ASSIGNMENT:
Repeat the data below in full and exactly.

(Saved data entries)
- - - - - - -

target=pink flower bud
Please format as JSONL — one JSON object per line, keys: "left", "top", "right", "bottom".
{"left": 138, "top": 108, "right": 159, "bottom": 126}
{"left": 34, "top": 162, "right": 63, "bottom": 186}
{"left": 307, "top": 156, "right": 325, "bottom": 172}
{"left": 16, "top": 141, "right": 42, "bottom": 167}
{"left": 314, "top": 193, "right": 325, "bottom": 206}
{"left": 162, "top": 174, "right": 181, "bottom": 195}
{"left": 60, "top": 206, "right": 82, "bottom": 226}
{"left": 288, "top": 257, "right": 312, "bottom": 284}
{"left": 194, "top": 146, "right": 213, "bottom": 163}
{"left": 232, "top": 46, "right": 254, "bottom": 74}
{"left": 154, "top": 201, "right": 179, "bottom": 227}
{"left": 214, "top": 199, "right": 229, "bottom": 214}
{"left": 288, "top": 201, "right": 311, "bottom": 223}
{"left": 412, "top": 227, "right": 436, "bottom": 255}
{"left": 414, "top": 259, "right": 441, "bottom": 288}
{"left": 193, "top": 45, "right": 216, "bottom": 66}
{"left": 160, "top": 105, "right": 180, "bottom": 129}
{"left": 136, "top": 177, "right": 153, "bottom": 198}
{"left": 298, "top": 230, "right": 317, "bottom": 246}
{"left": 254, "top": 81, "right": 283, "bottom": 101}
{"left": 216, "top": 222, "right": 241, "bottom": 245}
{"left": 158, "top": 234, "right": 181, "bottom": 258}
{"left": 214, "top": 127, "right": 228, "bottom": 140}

- - - - - - -

TASK RESULT:
target=pink flower bud
Please format as JSONL — one JSON object per line, keys: "left", "top", "right", "bottom".
{"left": 138, "top": 108, "right": 159, "bottom": 126}
{"left": 34, "top": 162, "right": 63, "bottom": 186}
{"left": 307, "top": 156, "right": 325, "bottom": 172}
{"left": 16, "top": 141, "right": 42, "bottom": 167}
{"left": 314, "top": 193, "right": 325, "bottom": 206}
{"left": 162, "top": 174, "right": 181, "bottom": 195}
{"left": 60, "top": 206, "right": 82, "bottom": 226}
{"left": 288, "top": 257, "right": 312, "bottom": 284}
{"left": 194, "top": 146, "right": 213, "bottom": 163}
{"left": 232, "top": 46, "right": 254, "bottom": 74}
{"left": 154, "top": 201, "right": 179, "bottom": 227}
{"left": 214, "top": 199, "right": 229, "bottom": 214}
{"left": 288, "top": 201, "right": 311, "bottom": 223}
{"left": 412, "top": 227, "right": 436, "bottom": 255}
{"left": 414, "top": 259, "right": 441, "bottom": 288}
{"left": 193, "top": 45, "right": 216, "bottom": 66}
{"left": 160, "top": 105, "right": 180, "bottom": 129}
{"left": 136, "top": 177, "right": 153, "bottom": 198}
{"left": 298, "top": 230, "right": 317, "bottom": 246}
{"left": 254, "top": 81, "right": 283, "bottom": 101}
{"left": 216, "top": 222, "right": 241, "bottom": 245}
{"left": 158, "top": 234, "right": 181, "bottom": 258}
{"left": 214, "top": 127, "right": 228, "bottom": 140}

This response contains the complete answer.